Directions: Nothing but the lines from the one containing "of the fingernail" to the end of the data should be returned, each exactly as written.

[Items listed in a dataset]
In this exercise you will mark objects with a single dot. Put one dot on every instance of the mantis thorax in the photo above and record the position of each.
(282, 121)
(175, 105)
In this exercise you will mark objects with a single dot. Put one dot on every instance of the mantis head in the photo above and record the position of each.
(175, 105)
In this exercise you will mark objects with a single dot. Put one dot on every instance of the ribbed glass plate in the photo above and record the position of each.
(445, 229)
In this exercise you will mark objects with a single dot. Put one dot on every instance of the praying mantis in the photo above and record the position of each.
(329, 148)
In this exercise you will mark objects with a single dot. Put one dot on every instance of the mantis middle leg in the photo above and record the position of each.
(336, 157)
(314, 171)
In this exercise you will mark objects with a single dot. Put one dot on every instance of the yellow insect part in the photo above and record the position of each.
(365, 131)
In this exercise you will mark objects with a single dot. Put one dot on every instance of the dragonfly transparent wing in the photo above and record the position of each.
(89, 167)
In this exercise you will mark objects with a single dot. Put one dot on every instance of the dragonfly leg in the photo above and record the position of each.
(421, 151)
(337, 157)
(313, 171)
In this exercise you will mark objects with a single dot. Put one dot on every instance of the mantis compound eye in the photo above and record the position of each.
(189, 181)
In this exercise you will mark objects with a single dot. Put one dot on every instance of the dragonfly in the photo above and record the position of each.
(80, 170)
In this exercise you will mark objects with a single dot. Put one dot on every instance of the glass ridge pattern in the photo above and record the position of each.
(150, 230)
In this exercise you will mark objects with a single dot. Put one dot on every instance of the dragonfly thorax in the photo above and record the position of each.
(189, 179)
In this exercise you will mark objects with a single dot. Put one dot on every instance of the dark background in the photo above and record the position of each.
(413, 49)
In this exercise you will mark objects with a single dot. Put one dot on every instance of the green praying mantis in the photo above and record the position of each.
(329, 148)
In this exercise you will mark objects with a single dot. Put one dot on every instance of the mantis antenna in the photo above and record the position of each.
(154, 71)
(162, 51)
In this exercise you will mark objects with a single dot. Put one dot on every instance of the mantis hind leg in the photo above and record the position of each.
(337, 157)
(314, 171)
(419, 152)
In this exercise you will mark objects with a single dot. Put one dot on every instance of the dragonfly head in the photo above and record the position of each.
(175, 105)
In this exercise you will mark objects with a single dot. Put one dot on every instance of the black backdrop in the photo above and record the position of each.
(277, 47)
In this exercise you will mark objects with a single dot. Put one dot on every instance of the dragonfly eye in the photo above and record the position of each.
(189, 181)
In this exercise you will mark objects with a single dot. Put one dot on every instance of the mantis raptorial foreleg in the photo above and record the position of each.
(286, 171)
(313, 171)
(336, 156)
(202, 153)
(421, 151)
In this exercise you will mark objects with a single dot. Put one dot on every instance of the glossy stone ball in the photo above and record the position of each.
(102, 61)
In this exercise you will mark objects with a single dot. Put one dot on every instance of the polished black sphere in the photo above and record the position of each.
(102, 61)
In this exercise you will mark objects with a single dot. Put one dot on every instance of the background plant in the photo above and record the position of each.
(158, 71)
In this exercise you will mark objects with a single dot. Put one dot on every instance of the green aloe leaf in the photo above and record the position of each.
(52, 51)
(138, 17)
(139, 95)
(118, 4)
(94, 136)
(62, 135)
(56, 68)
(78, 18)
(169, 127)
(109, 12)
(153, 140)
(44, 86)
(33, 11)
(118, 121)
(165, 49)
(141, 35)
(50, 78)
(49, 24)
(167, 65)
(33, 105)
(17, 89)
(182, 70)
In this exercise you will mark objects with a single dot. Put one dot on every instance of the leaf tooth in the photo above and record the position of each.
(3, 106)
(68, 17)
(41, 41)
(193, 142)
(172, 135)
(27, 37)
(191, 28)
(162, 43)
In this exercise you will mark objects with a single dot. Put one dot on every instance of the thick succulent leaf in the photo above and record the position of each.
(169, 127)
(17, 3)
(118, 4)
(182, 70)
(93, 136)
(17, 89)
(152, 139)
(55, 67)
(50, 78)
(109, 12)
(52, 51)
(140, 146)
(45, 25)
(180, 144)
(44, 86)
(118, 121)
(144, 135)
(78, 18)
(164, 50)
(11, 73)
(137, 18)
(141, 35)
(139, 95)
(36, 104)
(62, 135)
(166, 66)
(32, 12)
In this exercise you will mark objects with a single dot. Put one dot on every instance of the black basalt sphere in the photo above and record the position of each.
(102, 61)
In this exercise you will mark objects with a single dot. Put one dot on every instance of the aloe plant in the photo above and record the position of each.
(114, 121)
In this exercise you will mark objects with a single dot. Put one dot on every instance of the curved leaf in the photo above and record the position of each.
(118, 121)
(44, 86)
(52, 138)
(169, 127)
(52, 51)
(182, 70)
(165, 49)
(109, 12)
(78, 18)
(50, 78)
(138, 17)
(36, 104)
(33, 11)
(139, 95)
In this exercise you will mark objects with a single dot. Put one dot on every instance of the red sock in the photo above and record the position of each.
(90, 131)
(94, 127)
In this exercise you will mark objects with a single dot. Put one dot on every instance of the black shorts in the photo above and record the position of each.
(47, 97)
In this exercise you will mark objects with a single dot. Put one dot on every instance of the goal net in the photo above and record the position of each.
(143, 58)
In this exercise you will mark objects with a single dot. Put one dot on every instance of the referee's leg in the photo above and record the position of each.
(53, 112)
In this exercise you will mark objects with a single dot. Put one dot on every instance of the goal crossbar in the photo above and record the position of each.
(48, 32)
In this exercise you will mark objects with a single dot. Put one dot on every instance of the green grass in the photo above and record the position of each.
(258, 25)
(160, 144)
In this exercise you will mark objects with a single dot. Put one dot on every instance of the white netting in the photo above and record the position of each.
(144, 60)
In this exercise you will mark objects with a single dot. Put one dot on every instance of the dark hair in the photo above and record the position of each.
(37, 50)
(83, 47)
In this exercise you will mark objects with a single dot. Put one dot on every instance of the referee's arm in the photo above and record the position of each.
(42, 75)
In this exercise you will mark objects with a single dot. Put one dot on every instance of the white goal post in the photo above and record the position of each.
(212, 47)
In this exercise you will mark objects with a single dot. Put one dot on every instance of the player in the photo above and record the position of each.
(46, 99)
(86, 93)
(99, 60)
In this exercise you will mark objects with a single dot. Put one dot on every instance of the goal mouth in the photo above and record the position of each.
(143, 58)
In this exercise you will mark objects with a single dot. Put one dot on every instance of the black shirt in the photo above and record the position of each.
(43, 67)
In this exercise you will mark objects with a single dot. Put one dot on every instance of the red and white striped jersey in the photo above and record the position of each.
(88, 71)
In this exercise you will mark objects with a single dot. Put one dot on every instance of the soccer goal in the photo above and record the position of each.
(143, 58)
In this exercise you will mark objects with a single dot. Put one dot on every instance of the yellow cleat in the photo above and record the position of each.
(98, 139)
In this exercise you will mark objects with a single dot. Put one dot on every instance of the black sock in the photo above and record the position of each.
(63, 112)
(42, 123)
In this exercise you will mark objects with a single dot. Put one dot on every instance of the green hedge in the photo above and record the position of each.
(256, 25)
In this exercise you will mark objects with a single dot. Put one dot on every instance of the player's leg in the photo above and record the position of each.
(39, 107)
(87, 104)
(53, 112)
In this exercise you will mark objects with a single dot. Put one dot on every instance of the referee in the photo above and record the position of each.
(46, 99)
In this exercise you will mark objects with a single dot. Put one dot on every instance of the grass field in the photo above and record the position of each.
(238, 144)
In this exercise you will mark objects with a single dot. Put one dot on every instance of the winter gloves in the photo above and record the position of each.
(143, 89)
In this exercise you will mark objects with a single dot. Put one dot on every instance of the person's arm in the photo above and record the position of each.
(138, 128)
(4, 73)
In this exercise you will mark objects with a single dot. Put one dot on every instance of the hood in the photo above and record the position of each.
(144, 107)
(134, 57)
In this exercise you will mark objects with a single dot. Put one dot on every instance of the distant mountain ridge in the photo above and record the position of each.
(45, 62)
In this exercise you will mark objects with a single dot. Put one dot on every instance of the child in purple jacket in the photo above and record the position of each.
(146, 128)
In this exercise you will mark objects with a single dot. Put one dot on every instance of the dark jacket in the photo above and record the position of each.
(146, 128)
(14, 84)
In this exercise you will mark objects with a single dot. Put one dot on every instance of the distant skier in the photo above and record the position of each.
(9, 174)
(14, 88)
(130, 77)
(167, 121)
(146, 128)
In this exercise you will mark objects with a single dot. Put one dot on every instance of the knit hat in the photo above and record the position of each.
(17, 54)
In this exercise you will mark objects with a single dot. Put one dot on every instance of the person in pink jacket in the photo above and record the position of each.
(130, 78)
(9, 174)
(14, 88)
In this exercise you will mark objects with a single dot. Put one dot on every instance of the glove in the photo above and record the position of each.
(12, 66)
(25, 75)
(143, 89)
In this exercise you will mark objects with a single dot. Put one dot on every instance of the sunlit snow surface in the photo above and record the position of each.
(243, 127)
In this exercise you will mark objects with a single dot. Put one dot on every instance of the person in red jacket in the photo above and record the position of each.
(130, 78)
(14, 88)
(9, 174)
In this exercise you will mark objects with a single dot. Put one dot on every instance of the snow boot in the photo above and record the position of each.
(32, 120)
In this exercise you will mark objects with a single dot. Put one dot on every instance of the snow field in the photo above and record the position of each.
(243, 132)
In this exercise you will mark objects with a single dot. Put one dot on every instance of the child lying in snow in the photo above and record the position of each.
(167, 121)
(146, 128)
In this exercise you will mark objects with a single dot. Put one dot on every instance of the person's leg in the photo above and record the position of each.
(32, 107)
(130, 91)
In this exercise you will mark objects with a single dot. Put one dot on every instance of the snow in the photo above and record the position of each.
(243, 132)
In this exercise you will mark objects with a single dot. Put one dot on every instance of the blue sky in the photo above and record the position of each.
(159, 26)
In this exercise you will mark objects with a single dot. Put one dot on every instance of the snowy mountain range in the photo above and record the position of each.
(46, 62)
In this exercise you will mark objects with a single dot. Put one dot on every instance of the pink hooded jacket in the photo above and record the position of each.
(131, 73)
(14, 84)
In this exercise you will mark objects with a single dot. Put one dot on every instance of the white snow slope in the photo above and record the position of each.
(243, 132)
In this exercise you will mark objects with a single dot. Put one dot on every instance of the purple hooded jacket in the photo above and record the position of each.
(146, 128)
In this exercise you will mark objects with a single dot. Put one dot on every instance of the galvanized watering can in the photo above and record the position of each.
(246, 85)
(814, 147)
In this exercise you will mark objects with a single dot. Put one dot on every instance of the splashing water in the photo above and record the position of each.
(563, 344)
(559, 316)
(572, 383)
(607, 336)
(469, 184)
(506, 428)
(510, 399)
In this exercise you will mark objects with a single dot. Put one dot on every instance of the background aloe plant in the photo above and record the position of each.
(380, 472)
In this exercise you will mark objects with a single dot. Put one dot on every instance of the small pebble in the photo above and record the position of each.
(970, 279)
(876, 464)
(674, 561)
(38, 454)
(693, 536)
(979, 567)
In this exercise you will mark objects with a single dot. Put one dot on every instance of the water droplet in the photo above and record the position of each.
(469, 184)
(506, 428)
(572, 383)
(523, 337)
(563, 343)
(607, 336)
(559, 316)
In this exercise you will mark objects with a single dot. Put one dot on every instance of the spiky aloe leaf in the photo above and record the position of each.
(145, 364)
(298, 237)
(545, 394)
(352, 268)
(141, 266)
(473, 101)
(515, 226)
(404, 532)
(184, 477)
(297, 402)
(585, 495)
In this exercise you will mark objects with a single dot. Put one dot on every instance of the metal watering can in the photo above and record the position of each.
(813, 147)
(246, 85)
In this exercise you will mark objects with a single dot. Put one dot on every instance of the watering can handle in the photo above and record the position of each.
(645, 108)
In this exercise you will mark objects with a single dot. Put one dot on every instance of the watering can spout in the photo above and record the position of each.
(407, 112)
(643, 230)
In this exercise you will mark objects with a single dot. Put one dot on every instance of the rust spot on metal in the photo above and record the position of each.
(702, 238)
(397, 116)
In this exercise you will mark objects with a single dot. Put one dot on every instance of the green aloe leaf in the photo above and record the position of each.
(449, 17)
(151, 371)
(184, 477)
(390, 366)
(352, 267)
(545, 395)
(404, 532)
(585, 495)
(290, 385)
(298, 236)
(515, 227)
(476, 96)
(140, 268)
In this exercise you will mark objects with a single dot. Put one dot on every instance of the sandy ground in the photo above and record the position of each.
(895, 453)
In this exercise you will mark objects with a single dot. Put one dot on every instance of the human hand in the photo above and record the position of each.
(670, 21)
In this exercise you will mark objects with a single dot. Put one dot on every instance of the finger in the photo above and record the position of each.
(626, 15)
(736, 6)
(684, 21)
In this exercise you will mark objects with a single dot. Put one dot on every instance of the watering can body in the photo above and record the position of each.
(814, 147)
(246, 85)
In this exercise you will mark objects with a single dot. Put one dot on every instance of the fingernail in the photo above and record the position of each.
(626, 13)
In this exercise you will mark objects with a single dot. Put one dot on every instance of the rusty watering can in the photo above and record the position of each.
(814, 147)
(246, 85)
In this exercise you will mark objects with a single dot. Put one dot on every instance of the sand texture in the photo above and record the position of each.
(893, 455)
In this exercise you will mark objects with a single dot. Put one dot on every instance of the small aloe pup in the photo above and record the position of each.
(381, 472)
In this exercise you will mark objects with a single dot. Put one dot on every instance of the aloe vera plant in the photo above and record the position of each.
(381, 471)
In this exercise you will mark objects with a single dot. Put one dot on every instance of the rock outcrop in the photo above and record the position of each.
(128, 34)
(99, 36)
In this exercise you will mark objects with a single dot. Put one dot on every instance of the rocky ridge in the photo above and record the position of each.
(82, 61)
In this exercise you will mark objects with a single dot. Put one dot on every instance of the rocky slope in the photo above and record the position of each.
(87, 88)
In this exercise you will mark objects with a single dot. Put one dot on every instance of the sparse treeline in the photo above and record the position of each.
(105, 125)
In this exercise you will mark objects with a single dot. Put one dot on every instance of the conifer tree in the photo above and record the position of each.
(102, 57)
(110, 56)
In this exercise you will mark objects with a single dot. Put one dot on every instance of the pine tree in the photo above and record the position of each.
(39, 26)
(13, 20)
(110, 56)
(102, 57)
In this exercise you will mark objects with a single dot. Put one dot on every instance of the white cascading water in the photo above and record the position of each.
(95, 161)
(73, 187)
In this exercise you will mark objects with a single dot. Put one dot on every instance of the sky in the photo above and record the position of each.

Correct result:
In this exercise you will mark objects with a single dot. Put one dot on every instance of the fingernail in the photo above and record the position of each.
(626, 13)
In this exercise you will mark objects with a single dot. Put one dot on every instance of the rusty watering can in the photo above and record the position of each.
(814, 147)
(246, 85)
In this exercise you will mark objects with a single dot. Put one dot on every instance of the sand texture in the photo above and record the position of each.
(893, 455)
In this exercise you will mark objects with a single dot. Put one dot on every instance of the small aloe pup in the photo above and record the position of each.
(381, 472)
In this exercise you will mark objects with a single dot. Put one dot on every instance of the aloe vera plant in the photo above and record the position of each.
(381, 471)
In this exercise you will mark objects with a single dot. Put one dot on every instance of the rock outcrop in the photo above and record the position of each.
(128, 34)
(99, 36)
In this exercise you will mark objects with a single dot. Put one dot on every instance of the rocky ridge in the photo above and record the position of each.
(82, 61)
In this exercise you will mark objects with a single dot. Put one dot on every instance of the rocky slope in the photo above and record the position of each.
(87, 88)
In this exercise you will mark objects with a single dot. Put one dot on every instance of the sparse treeline in the photo above and record the position of each.
(105, 125)
In this exercise you will mark objects with a single dot. Put one dot on every instance of the conifer tree in the photo above and record the position of each.
(102, 57)
(110, 56)
In this exercise you will mark objects with a single dot. Put one dot on every instance of the pine tree in the photo above and record the position of each.
(39, 26)
(13, 20)
(110, 56)
(102, 57)
In this exercise you will mark objects with a single dot. Put one dot on every instance of the white cascading water in the photo above and record the position of each.
(95, 161)
(73, 187)
In this exercise you will mark objects with a single dot. Put one dot on every instance of the sky in the photo above and record the position of each.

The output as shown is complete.